**Records from a collection**
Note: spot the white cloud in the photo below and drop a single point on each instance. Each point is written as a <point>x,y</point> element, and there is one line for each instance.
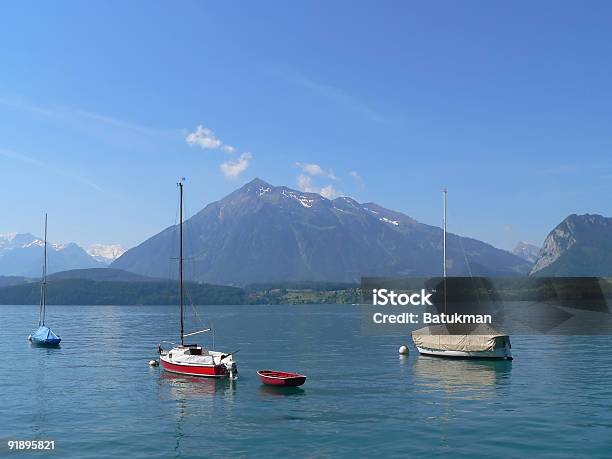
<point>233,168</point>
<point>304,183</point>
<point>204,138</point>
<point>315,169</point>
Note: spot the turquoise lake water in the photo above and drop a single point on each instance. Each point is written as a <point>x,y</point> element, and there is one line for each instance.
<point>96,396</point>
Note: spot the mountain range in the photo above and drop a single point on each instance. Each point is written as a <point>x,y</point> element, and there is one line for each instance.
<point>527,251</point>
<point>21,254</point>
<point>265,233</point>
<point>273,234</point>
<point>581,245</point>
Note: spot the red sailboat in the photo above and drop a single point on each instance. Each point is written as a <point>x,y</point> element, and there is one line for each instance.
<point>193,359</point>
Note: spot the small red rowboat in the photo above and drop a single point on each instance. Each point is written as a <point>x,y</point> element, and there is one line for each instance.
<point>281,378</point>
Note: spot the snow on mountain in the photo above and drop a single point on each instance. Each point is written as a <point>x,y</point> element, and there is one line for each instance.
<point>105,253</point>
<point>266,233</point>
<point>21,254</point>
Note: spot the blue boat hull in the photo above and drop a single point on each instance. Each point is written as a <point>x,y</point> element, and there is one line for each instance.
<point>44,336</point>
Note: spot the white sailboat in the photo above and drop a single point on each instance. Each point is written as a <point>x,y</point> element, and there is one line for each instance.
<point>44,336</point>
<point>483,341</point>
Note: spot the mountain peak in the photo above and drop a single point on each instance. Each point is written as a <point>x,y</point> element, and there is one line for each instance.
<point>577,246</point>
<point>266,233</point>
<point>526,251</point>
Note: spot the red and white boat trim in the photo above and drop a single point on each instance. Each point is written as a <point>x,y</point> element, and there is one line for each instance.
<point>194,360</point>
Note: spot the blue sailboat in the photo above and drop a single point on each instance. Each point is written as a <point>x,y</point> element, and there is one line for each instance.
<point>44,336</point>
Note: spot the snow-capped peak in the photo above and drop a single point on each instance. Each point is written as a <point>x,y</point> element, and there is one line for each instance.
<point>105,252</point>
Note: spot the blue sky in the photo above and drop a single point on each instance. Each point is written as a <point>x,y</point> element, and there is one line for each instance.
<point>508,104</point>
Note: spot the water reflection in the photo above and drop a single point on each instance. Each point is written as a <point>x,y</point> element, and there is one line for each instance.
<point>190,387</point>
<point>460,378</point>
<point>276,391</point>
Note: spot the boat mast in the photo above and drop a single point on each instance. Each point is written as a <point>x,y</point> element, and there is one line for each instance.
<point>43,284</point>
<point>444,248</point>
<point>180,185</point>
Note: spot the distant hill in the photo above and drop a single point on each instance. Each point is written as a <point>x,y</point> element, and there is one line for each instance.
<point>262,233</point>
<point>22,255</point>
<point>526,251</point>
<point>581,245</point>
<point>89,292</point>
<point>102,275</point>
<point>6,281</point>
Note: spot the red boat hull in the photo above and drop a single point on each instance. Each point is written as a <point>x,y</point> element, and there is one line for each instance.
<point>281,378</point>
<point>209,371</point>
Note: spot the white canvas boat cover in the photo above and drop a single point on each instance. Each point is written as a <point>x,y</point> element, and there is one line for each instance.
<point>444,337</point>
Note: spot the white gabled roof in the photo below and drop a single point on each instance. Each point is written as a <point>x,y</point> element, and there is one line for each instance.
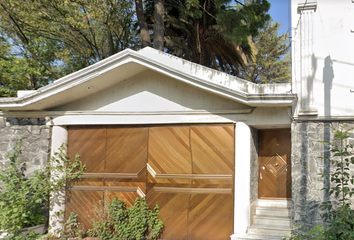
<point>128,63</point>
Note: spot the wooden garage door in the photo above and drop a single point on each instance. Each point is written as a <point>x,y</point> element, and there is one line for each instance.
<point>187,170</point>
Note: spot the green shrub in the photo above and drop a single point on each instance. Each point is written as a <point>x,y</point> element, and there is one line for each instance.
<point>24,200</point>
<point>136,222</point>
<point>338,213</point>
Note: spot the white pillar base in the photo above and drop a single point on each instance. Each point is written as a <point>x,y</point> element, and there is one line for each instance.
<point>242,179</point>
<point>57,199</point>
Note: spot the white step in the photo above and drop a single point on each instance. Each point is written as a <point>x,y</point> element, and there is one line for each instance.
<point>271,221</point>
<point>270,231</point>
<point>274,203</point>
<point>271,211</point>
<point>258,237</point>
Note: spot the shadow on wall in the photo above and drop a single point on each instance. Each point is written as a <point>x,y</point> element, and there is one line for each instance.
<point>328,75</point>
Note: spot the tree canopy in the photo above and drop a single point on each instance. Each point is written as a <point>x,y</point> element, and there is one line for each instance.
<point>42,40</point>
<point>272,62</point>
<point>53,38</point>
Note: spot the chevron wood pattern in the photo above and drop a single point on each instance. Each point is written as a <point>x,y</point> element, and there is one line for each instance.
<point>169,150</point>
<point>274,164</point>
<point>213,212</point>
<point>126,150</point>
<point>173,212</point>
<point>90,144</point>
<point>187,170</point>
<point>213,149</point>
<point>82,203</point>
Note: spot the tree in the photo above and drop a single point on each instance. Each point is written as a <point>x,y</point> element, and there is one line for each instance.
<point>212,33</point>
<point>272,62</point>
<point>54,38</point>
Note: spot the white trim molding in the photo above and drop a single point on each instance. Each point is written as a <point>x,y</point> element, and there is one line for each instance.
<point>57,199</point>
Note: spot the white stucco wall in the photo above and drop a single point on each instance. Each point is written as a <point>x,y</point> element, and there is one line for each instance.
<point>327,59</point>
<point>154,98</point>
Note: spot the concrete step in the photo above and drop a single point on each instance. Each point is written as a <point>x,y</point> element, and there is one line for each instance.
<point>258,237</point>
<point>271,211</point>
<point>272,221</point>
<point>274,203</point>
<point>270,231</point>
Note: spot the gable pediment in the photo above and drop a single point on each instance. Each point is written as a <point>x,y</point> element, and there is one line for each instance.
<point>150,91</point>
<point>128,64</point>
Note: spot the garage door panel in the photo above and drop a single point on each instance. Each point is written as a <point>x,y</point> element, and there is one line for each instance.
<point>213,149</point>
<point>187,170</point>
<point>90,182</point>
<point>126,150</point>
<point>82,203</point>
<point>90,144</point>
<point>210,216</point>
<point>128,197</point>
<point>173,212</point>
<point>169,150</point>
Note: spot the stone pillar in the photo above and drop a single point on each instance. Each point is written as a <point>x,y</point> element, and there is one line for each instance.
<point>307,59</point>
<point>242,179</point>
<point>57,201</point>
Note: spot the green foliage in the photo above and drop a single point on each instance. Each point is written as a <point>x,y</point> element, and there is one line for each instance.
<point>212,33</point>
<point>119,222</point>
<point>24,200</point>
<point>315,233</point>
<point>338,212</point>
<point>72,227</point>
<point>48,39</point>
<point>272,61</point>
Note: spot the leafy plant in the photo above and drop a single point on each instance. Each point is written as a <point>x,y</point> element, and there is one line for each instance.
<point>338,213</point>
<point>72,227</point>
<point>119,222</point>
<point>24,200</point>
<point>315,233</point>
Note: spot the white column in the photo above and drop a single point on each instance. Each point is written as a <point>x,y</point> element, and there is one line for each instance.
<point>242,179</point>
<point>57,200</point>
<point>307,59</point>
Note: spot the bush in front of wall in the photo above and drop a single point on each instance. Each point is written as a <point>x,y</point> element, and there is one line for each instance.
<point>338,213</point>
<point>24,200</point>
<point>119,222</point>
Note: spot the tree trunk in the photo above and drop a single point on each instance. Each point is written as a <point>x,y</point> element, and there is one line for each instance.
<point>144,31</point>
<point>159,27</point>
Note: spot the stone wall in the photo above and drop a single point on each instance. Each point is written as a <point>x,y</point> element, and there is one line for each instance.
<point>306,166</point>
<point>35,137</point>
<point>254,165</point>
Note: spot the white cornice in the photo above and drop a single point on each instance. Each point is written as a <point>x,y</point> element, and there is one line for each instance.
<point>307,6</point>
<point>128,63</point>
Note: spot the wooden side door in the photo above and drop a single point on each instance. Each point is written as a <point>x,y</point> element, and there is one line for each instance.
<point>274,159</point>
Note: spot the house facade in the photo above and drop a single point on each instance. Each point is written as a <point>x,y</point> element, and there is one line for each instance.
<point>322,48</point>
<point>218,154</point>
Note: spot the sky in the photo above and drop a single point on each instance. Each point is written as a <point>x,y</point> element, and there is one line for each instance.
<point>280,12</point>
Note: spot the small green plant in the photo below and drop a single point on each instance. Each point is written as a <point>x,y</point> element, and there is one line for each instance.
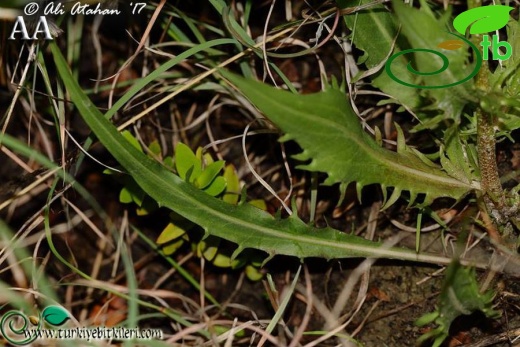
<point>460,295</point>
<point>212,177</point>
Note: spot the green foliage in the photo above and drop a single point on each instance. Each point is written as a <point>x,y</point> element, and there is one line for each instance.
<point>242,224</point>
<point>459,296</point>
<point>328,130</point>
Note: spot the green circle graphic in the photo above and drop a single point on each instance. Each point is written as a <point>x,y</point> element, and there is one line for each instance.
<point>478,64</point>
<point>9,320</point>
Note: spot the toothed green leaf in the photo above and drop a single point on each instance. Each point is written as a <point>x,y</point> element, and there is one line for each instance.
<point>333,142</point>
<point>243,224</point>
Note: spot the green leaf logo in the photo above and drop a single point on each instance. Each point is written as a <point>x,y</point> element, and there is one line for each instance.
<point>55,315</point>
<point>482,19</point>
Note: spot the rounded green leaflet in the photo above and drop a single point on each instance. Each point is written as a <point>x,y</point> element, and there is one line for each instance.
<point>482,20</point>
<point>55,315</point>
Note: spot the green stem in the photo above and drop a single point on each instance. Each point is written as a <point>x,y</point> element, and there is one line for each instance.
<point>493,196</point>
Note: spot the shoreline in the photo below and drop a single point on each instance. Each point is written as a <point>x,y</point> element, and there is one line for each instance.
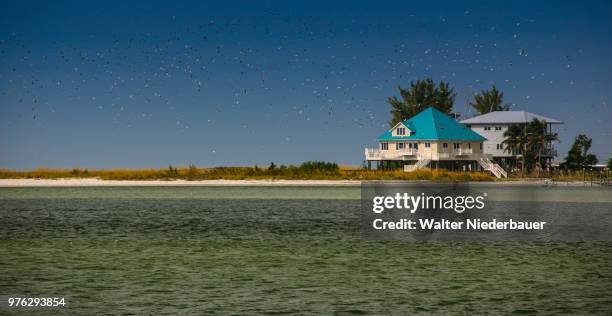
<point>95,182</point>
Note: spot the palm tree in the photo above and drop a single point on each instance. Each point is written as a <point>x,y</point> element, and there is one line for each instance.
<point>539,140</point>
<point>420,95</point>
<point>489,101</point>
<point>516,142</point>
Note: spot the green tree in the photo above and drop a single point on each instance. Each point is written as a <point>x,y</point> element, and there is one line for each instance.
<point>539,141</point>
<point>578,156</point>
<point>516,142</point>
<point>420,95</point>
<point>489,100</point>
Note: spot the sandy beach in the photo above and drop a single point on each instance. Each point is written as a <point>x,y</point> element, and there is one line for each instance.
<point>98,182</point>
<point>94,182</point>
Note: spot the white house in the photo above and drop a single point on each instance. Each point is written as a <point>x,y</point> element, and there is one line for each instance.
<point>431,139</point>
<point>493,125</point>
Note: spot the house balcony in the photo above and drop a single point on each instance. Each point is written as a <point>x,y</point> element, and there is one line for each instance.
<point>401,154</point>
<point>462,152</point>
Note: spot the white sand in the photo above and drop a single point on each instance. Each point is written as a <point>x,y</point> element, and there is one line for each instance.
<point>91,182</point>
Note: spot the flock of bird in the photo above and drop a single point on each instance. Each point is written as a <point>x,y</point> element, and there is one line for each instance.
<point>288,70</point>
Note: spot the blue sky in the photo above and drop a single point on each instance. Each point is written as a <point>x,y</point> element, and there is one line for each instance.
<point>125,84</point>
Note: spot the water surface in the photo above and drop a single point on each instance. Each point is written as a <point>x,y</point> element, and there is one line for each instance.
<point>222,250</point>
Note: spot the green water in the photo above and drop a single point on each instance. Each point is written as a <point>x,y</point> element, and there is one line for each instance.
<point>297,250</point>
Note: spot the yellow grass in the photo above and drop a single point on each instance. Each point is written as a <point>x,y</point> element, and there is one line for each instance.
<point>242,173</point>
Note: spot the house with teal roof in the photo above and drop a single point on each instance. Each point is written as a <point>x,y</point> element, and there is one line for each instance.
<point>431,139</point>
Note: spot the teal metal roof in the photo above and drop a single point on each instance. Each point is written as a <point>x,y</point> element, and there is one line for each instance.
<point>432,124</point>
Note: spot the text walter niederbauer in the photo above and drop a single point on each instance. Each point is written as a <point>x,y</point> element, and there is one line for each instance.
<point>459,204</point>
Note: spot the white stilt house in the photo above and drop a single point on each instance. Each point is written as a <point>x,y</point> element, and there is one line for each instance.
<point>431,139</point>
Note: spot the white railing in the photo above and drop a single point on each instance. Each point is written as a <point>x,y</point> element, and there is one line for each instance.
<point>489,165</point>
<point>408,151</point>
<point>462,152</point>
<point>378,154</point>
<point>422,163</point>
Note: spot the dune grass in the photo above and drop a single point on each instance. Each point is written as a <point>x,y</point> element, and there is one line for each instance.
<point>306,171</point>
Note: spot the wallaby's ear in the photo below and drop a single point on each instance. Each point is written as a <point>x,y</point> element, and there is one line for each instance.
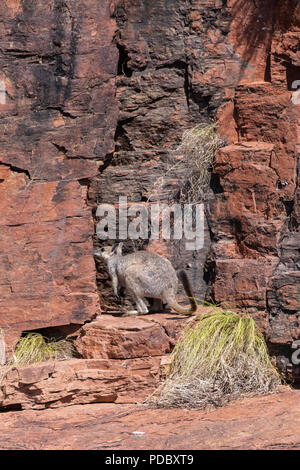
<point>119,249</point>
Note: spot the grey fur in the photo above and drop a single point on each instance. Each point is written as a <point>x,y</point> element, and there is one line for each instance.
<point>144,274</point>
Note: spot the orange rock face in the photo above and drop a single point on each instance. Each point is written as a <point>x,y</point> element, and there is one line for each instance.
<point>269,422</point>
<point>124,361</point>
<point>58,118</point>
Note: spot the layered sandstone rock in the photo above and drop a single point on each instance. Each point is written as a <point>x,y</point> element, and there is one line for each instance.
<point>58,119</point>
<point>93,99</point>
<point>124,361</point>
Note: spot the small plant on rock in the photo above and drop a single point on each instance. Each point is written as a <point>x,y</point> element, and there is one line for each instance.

**TASK DIRECTIONS**
Reproduce the items above verbatim, covering the stretch from the line containing "Note: spot the bush" through the line containing "<point>254,165</point>", both included.

**EXPECTED OUTPUT**
Note: spot the bush in front of wall in the photo above and drop a single point on each instance. Each point is written as a <point>x,y</point> element, and there is one line for each instance.
<point>338,213</point>
<point>24,200</point>
<point>119,222</point>
Note: spot the tree trunk in the photo above and drop a single point on each instance. Each point is written as a <point>x,y</point> element, and there is one line for each instance.
<point>144,31</point>
<point>159,27</point>
Note: spot the stone wall in the photo above and drop a single point on each instance. Each point is written as a <point>x,y</point> element, and there is one line for each instance.
<point>306,166</point>
<point>35,137</point>
<point>254,165</point>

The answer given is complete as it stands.